▸ GOAL OF THE EXERCISE: The records below must be retyped exactly.

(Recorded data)
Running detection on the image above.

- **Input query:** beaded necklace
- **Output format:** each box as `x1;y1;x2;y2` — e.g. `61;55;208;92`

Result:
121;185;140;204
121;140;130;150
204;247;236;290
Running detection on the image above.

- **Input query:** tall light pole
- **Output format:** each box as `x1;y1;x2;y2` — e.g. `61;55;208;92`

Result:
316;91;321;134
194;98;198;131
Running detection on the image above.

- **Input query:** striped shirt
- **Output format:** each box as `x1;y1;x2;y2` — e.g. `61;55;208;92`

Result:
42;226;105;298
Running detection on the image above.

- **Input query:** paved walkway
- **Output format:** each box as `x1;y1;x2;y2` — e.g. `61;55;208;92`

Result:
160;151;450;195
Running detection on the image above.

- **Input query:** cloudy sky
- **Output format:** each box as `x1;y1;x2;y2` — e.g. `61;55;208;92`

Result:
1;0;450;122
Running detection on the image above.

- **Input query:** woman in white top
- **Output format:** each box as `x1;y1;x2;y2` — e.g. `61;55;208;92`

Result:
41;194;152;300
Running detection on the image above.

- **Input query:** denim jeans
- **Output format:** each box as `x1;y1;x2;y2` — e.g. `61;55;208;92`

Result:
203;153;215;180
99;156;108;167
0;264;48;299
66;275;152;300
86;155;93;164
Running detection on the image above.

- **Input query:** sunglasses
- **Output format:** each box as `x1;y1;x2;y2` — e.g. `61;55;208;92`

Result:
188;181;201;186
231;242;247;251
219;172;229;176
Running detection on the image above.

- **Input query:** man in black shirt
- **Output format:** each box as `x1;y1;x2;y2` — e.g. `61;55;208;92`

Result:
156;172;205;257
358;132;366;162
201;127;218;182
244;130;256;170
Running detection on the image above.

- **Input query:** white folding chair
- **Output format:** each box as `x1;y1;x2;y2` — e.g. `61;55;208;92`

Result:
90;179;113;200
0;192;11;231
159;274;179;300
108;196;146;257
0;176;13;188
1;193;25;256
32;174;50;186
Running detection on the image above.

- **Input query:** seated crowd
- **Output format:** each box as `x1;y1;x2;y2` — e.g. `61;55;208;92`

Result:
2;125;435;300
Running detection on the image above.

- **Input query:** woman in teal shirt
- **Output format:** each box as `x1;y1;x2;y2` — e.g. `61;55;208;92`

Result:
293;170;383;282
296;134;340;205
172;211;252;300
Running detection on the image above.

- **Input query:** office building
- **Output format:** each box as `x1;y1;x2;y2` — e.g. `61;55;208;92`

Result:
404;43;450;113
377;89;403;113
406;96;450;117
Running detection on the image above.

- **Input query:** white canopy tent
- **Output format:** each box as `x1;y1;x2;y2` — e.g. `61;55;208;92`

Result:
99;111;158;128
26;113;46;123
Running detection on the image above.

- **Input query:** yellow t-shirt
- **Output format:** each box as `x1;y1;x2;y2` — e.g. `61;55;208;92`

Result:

▸ ANSWER TO THIS EXERCISE:
Running detection on the image above.

- **Input query:** beaded necklace
- **Output format:** each box as `x1;y1;x2;y2` — e.g. `61;55;208;92`

Result:
121;185;140;204
121;140;130;150
204;247;236;290
Running detection on the image above.

- **Input query:** tall light pole
- **Output format:** each box as `x1;y1;x2;y2` — e.g. `61;55;208;92`

Result:
316;91;321;134
194;98;198;131
Running detection on the image above.

- **Input query:** striped shirt
- **Output format:** each box as `x1;y1;x2;y2` — e.g. `61;55;208;92`

Result:
42;226;105;298
Running detection on the image above.

- **Input query:** paved walkway
- **Output format:** each box as `x1;y1;x2;y2` — e.g. `61;55;208;92`

Result:
160;151;450;195
Running detection on the image above.

- **Input query:** cloudy sky
- **Output format:** each box as `x1;y1;x2;y2` — e.g. `61;55;208;92`

Result:
1;0;450;122
Running detection on the image above.

- **Input query:** woman in white top
- **Output format:** each box as `x1;y1;x2;y2` — e.g. `61;55;208;92`

Result:
41;194;152;300
Running detection on the image above.

- **Input query:** denim jeans
- **Output format:** each box as `x1;y1;x2;y2` — e.g. `61;55;208;92`

Result:
203;153;215;180
99;156;108;167
0;264;48;299
66;275;152;300
86;155;93;164
Running detection on the image above.

- **Input query:** sunglasses
- **Output format:** each box as `x1;y1;x2;y2` — e.g. `61;55;208;92`

Result:
188;181;201;186
231;242;247;251
219;172;229;176
Running detection on the image above.

- **Input query:** man in black shirt
- **Output format:** each box as `x1;y1;x2;y2` — e.g. `61;55;208;92`

Result:
156;172;205;257
358;132;366;162
201;127;218;182
244;130;256;170
Running detection on the image above.

- **Input query:** white folding chair
- **Output format:** each box as `x1;y1;x2;y2` — e.g. `61;55;208;92`

Result:
90;179;113;200
0;192;11;231
159;274;179;300
108;196;146;257
0;176;13;188
1;193;25;256
32;174;50;186
Running detection on the image above.

- **Input query:** seated crowd
- **Output format:** each box as `x1;y1;x2;y2` — e.g. `61;55;208;92`

Result:
2;125;435;300
Running detection on the image above.

- **Input query:** woman in teal shirt
- **Output format:** each box as `x1;y1;x2;y2` — e.g. `61;55;208;92`

Result:
293;170;383;282
296;134;340;205
172;211;252;300
Running detection on the image above.

- **Input query:** office building
- **Output format:** each box as `x1;y1;x2;y2` — e.g. `61;55;208;92`

Result:
404;43;450;113
377;89;403;113
406;96;450;117
Running detection on the image above.

- **Input query:** white canopy tent
- **Output format:** each box as `x1;y1;x2;y2` — e.g. `61;55;208;92`

Result:
99;111;158;128
26;113;46;123
Running detection on the image above.

- **Input query:** yellow t-shirt
- **Output format:** each box as `x1;y1;x2;y2` — e.g. `61;55;208;92`

Result:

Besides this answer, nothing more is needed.